BEGIN Supplied passage
An Iraqi military base where U.S. and allied coalition troops are stationed has been targeted by a rocket attack just as the Pentagon released new photos purporting to show Iran was behind recent attacks on oil tankers in the Gulf of Oman.

The Iraqi military's official Security Media Cell reported Monday that "a short time ago, three Katyusha rockets fell on Camp Taji," a military installation also known as Camp Cooke, located about 17 miles north of Baghdad.

The apparent attack came just two days after unknown assailants fired rockets at Balad air base, another Iraqi installation where U.S. military personnel were present.

No casualties were reported in the previous attack, though the Security Media Cell said more details would be forthcoming about the latest incident, which also came amid a spike in tensions between the U.S. and Iran, which has begun to scale back its commitments to a 2015 nuclear deal that the White House pulled out of completely on a year ago.

President Donald Trump's decision to leave the deal despite it still being supported by Iran and fellow signatories China, the EU, France, Germany, Russia and the United Kingdom was accompanied by a "maximum pressure" campaign of strict sanctions designed to undermine the Islamic Republic's economy.

As Tehran dismissed Washington's warnings of a heightened threat posed by Iranian forces and their allies in the Middle East, recent incidents have left the region on edge.

Iraq, which has close ties to both the U.S. and Iran, has found itself caught in the middle of the latest unrest as various Shiite Muslim paramilitaries supportive of Tehran threatened to expel U.S. troops, which have largely been present in the country since overthrowing its former government and attempting to quell a Sunni Muslim insurgency led first by Al-Qaeda and then the Islamic State militant group (ISIS).
END Supplied passage
__What you need to do__.
1 – According to the news report, how far north of Baghdad is Camp Taji located?
2 – Report each line of the listing that contains the word "building".
BEGIN Extracted information
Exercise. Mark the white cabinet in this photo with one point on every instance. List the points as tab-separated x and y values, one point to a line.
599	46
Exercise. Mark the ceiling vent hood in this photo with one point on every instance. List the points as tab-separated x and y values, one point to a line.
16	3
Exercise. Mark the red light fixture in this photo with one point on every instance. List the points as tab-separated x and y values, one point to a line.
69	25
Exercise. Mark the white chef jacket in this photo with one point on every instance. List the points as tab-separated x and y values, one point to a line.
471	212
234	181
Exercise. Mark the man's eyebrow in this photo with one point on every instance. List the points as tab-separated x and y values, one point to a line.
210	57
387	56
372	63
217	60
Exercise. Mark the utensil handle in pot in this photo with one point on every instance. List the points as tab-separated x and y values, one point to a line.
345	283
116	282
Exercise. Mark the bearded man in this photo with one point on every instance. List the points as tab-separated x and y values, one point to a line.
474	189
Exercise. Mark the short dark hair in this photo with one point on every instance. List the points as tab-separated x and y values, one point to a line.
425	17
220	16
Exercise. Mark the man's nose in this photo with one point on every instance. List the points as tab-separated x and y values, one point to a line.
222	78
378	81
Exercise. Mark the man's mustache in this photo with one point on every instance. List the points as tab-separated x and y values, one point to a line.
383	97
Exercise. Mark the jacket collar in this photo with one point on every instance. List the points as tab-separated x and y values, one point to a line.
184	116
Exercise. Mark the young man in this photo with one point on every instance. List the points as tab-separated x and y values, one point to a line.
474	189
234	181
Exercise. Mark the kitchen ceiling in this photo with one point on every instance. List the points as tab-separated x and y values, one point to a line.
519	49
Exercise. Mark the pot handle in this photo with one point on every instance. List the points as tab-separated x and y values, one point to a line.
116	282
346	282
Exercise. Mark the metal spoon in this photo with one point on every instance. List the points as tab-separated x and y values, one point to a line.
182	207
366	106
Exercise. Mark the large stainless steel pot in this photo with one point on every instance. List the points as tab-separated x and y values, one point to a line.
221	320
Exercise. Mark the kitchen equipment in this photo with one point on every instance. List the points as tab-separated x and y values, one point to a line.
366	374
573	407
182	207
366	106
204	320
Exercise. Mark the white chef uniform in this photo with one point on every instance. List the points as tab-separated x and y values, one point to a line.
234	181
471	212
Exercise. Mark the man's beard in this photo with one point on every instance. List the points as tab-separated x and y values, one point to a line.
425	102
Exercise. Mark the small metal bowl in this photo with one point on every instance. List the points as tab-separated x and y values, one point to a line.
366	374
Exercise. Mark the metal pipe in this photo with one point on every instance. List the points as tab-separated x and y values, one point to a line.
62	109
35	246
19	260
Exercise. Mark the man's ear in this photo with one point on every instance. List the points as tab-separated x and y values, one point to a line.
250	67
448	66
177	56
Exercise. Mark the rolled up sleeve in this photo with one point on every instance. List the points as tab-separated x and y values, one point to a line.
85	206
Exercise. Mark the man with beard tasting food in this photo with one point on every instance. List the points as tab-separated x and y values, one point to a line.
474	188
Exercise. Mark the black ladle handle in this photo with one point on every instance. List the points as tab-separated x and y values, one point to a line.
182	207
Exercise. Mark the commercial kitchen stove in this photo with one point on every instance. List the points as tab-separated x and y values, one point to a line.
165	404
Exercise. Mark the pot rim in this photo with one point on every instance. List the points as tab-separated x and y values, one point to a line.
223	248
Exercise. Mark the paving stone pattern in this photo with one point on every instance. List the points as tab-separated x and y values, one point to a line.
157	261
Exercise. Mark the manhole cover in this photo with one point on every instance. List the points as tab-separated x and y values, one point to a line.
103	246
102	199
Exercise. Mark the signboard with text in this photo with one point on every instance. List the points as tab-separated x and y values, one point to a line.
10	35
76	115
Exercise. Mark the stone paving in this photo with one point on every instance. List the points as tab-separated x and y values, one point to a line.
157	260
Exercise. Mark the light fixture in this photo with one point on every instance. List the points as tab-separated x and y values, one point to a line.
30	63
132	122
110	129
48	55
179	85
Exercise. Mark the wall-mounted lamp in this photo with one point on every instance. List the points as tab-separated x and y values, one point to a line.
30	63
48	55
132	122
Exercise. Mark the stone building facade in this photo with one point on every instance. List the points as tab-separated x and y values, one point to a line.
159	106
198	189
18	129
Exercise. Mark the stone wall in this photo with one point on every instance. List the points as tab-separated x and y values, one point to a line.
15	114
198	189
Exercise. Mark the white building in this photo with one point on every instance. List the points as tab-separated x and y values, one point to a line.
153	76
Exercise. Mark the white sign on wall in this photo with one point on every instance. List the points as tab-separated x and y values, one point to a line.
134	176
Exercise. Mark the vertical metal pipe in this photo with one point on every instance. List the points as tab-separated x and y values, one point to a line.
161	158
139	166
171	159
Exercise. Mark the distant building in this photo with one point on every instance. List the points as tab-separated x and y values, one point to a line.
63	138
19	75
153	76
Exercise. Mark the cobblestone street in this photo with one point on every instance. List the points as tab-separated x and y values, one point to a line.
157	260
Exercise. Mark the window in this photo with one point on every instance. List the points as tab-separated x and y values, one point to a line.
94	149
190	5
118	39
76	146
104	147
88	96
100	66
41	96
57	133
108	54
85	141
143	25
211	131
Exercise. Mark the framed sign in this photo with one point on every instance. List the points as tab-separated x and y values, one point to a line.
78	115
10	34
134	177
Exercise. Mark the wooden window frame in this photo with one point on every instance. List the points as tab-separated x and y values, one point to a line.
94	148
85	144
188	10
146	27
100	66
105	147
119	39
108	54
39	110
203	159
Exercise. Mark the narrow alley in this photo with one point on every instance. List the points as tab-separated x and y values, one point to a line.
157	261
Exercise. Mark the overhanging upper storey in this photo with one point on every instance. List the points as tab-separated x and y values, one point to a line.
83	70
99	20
END Extracted information
__Solution set__.
1 – About 17 miles north of Baghdad.

2 –
Exercise. Mark the stone building facade in this photo with one point on every instance. List the points as tab-separated x and y values, one point to a line.
Exercise. Mark the white building in this photo with one point on every instance. List the points as tab-separated x and y values, one point to a line.
Exercise. Mark the distant building in this photo with one point on every instance. List the points as tab-separated x and y values, one point to a line.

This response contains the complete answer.